STATED PROBLEM: Can you arrange every line of the listing below as a numbered list, leaving out any blank lines?

^^^^^^^^^^^^^^^^

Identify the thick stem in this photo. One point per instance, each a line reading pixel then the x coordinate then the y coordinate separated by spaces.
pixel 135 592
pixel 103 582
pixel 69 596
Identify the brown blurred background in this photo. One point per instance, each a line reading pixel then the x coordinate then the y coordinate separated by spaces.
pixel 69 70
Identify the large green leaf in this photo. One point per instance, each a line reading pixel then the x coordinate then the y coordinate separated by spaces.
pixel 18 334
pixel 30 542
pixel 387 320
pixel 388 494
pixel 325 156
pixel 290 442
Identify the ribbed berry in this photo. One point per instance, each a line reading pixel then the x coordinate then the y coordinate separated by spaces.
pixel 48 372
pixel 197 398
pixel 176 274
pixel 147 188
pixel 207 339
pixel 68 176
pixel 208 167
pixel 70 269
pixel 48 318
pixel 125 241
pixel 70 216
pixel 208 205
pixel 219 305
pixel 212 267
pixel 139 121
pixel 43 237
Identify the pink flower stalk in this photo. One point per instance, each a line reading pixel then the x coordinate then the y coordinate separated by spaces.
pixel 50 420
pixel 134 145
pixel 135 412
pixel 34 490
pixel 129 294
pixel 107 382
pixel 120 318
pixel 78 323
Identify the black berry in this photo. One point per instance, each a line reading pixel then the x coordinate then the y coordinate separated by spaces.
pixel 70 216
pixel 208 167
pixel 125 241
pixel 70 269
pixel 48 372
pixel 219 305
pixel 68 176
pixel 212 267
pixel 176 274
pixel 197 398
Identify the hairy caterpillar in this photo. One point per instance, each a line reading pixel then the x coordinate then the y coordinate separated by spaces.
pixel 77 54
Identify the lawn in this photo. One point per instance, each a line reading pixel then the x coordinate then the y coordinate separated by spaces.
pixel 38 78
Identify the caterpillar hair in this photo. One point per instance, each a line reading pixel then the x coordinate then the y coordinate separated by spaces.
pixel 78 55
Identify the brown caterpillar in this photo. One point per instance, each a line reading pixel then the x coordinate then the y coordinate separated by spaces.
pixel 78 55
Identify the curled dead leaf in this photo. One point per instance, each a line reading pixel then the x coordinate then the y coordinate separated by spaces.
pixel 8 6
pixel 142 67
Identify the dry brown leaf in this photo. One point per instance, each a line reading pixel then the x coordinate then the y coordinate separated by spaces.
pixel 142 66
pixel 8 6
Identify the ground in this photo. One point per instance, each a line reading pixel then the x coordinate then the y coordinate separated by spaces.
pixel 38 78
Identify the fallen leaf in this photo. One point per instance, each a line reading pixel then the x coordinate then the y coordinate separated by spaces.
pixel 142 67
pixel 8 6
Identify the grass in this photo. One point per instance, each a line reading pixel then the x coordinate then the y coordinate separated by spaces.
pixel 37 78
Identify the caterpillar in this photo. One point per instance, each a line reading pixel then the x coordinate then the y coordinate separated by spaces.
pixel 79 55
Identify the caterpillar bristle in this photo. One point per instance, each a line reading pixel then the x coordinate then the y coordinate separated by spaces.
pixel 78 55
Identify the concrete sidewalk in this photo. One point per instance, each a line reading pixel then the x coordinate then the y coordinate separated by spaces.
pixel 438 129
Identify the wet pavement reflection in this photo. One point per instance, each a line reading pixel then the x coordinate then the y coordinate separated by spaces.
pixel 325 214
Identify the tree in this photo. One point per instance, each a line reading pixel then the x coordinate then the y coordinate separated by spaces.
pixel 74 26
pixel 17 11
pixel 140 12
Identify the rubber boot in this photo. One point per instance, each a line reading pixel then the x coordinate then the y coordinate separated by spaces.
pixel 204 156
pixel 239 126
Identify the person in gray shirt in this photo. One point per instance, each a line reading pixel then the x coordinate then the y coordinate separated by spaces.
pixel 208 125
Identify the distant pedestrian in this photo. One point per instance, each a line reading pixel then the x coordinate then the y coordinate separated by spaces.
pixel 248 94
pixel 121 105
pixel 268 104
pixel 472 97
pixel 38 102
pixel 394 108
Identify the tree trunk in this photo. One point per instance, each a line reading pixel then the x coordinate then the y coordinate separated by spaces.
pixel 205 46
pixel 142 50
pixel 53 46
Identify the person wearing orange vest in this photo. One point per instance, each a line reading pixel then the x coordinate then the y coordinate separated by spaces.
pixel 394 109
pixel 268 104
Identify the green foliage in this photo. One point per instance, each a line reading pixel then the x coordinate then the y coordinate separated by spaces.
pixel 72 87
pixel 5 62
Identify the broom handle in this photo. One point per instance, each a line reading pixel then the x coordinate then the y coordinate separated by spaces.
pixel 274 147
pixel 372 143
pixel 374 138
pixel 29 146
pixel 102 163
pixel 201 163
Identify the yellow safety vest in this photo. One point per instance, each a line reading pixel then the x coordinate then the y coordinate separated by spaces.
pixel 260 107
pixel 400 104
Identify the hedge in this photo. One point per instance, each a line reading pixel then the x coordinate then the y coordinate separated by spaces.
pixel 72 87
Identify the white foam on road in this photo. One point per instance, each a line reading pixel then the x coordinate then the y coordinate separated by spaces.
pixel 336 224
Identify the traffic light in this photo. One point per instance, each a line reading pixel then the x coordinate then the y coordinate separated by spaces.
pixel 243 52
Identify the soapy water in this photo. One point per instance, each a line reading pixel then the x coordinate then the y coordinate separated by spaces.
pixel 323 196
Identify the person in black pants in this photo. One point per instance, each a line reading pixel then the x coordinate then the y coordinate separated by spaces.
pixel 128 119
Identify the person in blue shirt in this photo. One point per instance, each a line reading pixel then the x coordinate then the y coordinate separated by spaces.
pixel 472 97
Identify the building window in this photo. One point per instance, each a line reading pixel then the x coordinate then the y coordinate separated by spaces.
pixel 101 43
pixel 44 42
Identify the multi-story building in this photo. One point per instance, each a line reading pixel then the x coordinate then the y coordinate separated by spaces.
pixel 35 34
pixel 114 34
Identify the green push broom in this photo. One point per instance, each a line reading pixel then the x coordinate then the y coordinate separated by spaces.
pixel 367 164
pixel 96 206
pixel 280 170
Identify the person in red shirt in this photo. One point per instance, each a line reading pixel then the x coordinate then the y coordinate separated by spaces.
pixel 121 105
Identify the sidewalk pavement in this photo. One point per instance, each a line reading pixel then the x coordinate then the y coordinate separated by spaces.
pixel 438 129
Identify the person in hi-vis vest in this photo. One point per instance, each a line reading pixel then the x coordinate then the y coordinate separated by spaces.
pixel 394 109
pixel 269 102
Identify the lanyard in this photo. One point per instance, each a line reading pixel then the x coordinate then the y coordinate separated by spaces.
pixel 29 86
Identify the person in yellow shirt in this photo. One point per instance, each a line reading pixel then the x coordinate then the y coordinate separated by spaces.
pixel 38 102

^^^^^^^^^^^^^^^^

OUTPUT BELOW:
1. Identify the thick stem in this photo. One point per instance, each a line reading pixel then the x coordinate then the y coordinate separated by spaces.
2. pixel 135 592
3. pixel 103 582
4. pixel 69 596
5. Identify the brown blurred background in this photo. One point per instance, each a line reading pixel then the x coordinate then the y coordinate separated by spaces.
6. pixel 69 70
7. Identify the large green leaf in this photo. One point per instance, each a line reading pixel then the x coordinate then the y coordinate separated by spaces.
8. pixel 18 334
9. pixel 30 542
10. pixel 387 320
11. pixel 388 494
12. pixel 325 156
13. pixel 290 442
14. Identify the ribbed berry in this photo. One point per instance, each a line reading pixel then the x coordinate then the y coordinate separated by spaces.
15. pixel 48 372
16. pixel 197 398
17. pixel 176 274
18. pixel 147 188
19. pixel 207 339
20. pixel 68 176
21. pixel 208 167
22. pixel 70 269
23. pixel 48 318
24. pixel 125 241
25. pixel 70 216
26. pixel 208 205
27. pixel 219 305
28. pixel 212 267
29. pixel 139 121
30. pixel 43 237
31. Identify the pink flower stalk in this photo. One point per instance, each a line reading pixel then the x coordinate then the y coordinate separated by spaces.
32. pixel 50 420
33. pixel 134 145
34. pixel 135 412
35. pixel 34 490
36. pixel 129 294
37. pixel 107 382
38. pixel 120 318
39. pixel 78 323
40. Identify the black berry in this photo. One point per instance, each a line reading pixel then the x coordinate then the y coordinate separated by spaces.
41. pixel 70 216
42. pixel 208 167
43. pixel 125 241
44. pixel 70 269
45. pixel 48 372
46. pixel 219 305
47. pixel 68 176
48. pixel 212 267
49. pixel 176 274
50. pixel 197 398
51. Identify the hairy caterpillar in this photo. One point per instance, each a line reading pixel then the x coordinate then the y coordinate separated by spaces.
52. pixel 77 54
53. Identify the lawn in this photo. One point per instance, each a line reading pixel then the x coordinate then the y coordinate separated by spaces.
54. pixel 38 78
55. Identify the caterpillar hair in this photo. One point per instance, each a line reading pixel then the x coordinate then the y coordinate separated by spaces.
56. pixel 78 55
57. Identify the brown caterpillar in this photo. One point per instance, each a line reading pixel then the x coordinate then the y coordinate separated by spaces.
58. pixel 78 55
59. Identify the curled dead leaf in this photo. One point per instance, each a line reading pixel then the x coordinate then the y coordinate separated by spaces.
60. pixel 8 6
61. pixel 142 67
62. Identify the dry brown leaf in this photo. One point per instance, each a line reading pixel then the x coordinate then the y coordinate separated by spaces.
63. pixel 142 66
64. pixel 8 6
65. Identify the ground in this photo. One point per instance, each a line reading pixel then the x coordinate then the y coordinate separated by spaces.
66. pixel 38 78
67. Identify the fallen leaf in this photo. One point per instance, each a line reading pixel then the x coordinate then the y coordinate separated by spaces.
68. pixel 142 67
69. pixel 8 6
70. Identify the grass in this photo. One point per instance, each a line reading pixel then the x coordinate then the y coordinate separated by spaces.
71. pixel 37 78
72. Identify the caterpillar in this photo. One point per instance, each a line reading pixel then the x coordinate then the y coordinate separated by spaces.
73. pixel 79 55
74. Identify the caterpillar bristle in this photo. One point per instance, each a line reading pixel then the x coordinate then the y coordinate separated by spaces.
75. pixel 78 55
76. Identify the concrete sidewalk in this photo. One point per instance, each a line reading pixel then the x coordinate then the y coordinate separated by spaces.
77. pixel 438 129
78. Identify the wet pavement reflection in this photo. One point per instance, each a line reading pixel then the x coordinate then the y coordinate separated by spaces.
79. pixel 325 214
80. Identify the tree in this photo. One point per instance, each a line reading pixel then the x coordinate then the y coordinate separated by spaces.
81. pixel 74 26
82. pixel 17 11
83. pixel 140 12
84. Identify the rubber boot in this photo. One point per instance, each a line reading pixel then the x coordinate then the y coordinate separated by spaces.
85. pixel 204 156
86. pixel 239 126
87. Identify the person in gray shirt in this photo. One point per instance, each a line reading pixel then the x coordinate then the y coordinate separated by spaces.
88. pixel 208 125
89. Identify the distant pedestrian in this photo. One point per instance, each a line reading pixel then the x coordinate then the y coordinate separated by spaces.
90. pixel 248 94
91. pixel 121 105
92. pixel 268 104
93. pixel 472 97
94. pixel 38 102
95. pixel 394 108
96. Identify the tree trunk in this photo. One point per instance, each a line reading pixel then the x coordinate then the y coordinate separated by spaces.
97. pixel 205 46
98. pixel 142 50
99. pixel 53 46
100. Identify the person wearing orange vest in this photo. One point per instance, each a line reading pixel then the x coordinate then the y coordinate separated by spaces.
101. pixel 394 109
102. pixel 268 104
103. Identify the green foliage in this photo. One point per instance, each a line reading pixel then the x coordinate then the y coordinate separated by spaces.
104. pixel 72 87
105. pixel 5 62
106. Identify the broom handle in this photo. One point per instance, each a line reading pixel then the x coordinate then the y coordinate separated by spaces.
107. pixel 274 147
108. pixel 372 143
109. pixel 374 138
110. pixel 29 146
111. pixel 102 163
112. pixel 201 163
113. Identify the yellow safety vest in this photo. One point per instance, each a line reading pixel then the x coordinate then the y coordinate separated by spaces.
114. pixel 260 107
115. pixel 400 104
116. Identify the hedge in this photo. One point per instance, each a line reading pixel then the x coordinate then the y coordinate separated by spaces.
117. pixel 72 87
118. Identify the white foam on road in this photo. One point per instance, each a line reading pixel then the x coordinate then the y coordinate separated by spaces.
119. pixel 336 224
120. Identify the traffic light in this photo. One point per instance, each a line reading pixel then the x coordinate then the y coordinate separated by spaces.
121. pixel 243 52
122. Identify the soapy water in this photo. One point per instance, each a line reading pixel then the x coordinate then the y coordinate separated by spaces.
123. pixel 323 196
124. Identify the person in black pants in this photo. One point per instance, each a line reading pixel then the x coordinate then the y coordinate separated by spaces.
125. pixel 128 119
126. Identify the person in blue shirt in this photo. One point per instance, each a line reading pixel then the x coordinate then the y coordinate separated by spaces.
127. pixel 472 97
128. Identify the building window in this photo. One point per instance, each a line reading pixel then the x coordinate then the y coordinate separated by spaces.
129. pixel 101 43
130. pixel 44 42
131. Identify the multi-story building in this photo. One point per instance, each a line reading pixel then the x coordinate then the y coordinate separated by spaces.
132. pixel 35 34
133. pixel 114 34
134. Identify the green push broom in this photo. One point per instance, each a line reading pixel then the x coordinate then the y coordinate separated by spaces.
135. pixel 367 164
136. pixel 96 206
137. pixel 280 170
138. Identify the person in red shirt in this photo. One point per instance, each a line reading pixel then the x coordinate then the y coordinate separated by spaces.
139. pixel 121 105
140. Identify the sidewalk pavement in this photo. One point per instance, each a line reading pixel then the x coordinate then the y coordinate separated by spaces.
141. pixel 438 129
142. Identify the person in hi-vis vest in this photo. One point per instance, each a line reading pixel then the x coordinate then the y coordinate separated by spaces.
143. pixel 394 109
144. pixel 269 102
145. Identify the lanyard in this photo. One point per instance, each a line reading pixel then the x coordinate then the y coordinate separated by spaces.
146. pixel 29 86
147. Identify the person in yellow shirt in this photo. One point per instance, each a line reading pixel then the x coordinate then the y coordinate separated by spaces.
148. pixel 38 102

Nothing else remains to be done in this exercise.